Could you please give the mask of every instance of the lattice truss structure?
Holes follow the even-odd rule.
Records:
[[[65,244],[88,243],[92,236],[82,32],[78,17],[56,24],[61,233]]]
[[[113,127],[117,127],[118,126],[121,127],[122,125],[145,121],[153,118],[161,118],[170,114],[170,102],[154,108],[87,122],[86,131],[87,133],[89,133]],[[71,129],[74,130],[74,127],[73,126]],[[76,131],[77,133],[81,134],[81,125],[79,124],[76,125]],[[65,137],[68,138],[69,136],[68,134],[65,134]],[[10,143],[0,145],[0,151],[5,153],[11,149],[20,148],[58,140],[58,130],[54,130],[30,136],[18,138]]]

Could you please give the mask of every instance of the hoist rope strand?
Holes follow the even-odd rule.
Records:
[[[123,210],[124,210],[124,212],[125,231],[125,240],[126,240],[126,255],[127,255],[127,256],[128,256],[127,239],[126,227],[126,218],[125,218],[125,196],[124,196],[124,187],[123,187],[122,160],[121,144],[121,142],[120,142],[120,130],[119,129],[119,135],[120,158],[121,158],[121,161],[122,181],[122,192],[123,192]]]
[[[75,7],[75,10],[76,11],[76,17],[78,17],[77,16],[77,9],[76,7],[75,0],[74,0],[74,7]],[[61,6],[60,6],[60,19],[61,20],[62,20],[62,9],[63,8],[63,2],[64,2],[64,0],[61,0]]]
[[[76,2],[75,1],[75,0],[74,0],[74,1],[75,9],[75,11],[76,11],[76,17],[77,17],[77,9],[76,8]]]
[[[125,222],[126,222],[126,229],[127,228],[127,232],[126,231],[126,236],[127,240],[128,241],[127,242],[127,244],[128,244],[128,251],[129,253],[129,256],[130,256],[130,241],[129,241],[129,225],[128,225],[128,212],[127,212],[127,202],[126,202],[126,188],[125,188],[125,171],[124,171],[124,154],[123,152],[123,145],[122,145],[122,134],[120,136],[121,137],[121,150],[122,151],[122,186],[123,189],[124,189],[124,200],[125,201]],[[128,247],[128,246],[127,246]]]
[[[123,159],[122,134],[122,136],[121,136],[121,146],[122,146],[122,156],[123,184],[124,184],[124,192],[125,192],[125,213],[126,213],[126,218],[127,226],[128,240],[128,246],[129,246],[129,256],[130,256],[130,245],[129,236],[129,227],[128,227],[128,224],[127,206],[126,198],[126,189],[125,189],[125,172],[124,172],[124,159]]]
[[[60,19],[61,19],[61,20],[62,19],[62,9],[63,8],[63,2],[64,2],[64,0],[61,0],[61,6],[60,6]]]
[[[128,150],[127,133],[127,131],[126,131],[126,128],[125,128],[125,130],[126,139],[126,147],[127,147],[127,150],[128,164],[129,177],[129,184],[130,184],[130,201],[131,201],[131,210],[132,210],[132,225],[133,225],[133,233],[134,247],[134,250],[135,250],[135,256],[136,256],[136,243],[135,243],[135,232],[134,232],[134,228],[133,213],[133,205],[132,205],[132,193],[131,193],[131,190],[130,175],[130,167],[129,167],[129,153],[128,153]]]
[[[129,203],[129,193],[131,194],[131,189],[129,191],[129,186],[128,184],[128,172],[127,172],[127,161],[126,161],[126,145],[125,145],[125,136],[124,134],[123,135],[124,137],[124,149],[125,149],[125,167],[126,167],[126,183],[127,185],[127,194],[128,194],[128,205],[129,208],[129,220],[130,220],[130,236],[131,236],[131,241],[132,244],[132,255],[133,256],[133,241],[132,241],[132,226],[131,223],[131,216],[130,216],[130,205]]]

Set exercise -
Extract, word for word, the stretch of lines above from the very first line through the line containing "[[[65,244],[88,243],[92,236],[82,32],[78,17],[56,24],[61,233]]]", with both of those lines included.

Final result -
Could you please give the mask of every instance of the lattice truss structure?
Holes follow the even-odd rule.
Records:
[[[65,244],[88,243],[92,236],[82,32],[78,17],[56,24],[61,233]]]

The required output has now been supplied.